What the task asks:
Switch "dense forest" to "sparse woodland" in every entry and write the lines back with nothing else altered. Omit the pictures from your answer.

Data for this task:
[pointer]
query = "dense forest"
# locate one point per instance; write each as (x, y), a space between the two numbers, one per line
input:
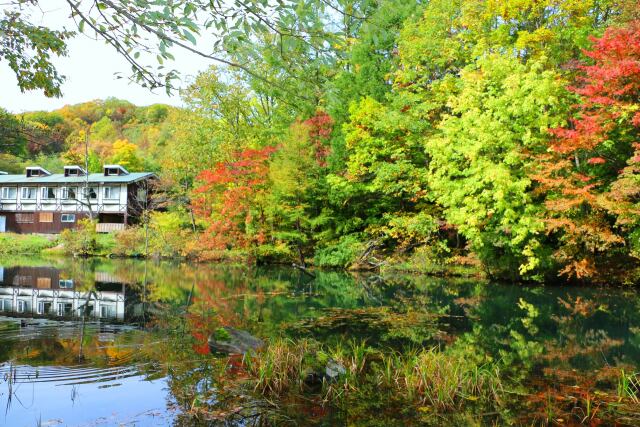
(502, 135)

Output below:
[pointer]
query = "sparse woodland"
# locate one point per instance; write each as (x, y), a space between the two numbers, one per line
input:
(502, 135)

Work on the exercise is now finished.